* _Brief_
Go through the lines below. Copy those with "positive".

Data excerpts
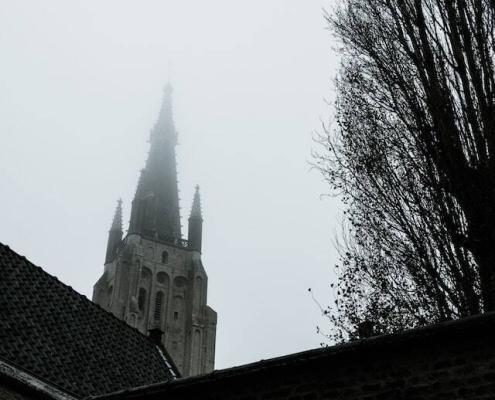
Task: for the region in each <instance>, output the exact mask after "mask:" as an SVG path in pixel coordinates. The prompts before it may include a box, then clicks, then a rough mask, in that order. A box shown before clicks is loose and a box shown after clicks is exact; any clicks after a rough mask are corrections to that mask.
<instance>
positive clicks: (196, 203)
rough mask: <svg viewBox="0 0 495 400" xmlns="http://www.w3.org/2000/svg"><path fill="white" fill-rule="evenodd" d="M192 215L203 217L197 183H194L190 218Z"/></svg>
mask: <svg viewBox="0 0 495 400" xmlns="http://www.w3.org/2000/svg"><path fill="white" fill-rule="evenodd" d="M193 217H197V218H201V219H203V216H202V213H201V197H200V195H199V185H196V187H195V192H194V198H193V204H192V207H191V214H190V218H193Z"/></svg>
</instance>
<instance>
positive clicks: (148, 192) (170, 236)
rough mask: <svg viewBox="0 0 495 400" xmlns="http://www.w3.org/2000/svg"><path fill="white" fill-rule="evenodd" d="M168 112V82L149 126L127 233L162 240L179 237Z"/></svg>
mask: <svg viewBox="0 0 495 400" xmlns="http://www.w3.org/2000/svg"><path fill="white" fill-rule="evenodd" d="M176 145H177V132H176V130H175V125H174V121H173V113H172V86H171V85H170V83H168V84H167V85H166V86H165V88H164V90H163V98H162V105H161V108H160V113H159V115H158V119H157V121H156V123H155V125H154V127H153V129H152V130H151V135H150V151H149V154H148V159H147V160H146V165H145V168H144V169H143V170H142V172H141V176H140V179H139V183H138V189H137V191H136V195H135V197H134V200H133V202H132V210H131V223H130V226H129V233H135V234H140V235H141V236H144V237H148V238H155V239H159V240H162V241H174V240H176V239H181V238H182V234H181V225H180V210H179V189H178V185H177V163H176V157H175V146H176Z"/></svg>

* _Exercise answer_
positive clicks: (196, 203)
positive clicks: (148, 192) (170, 236)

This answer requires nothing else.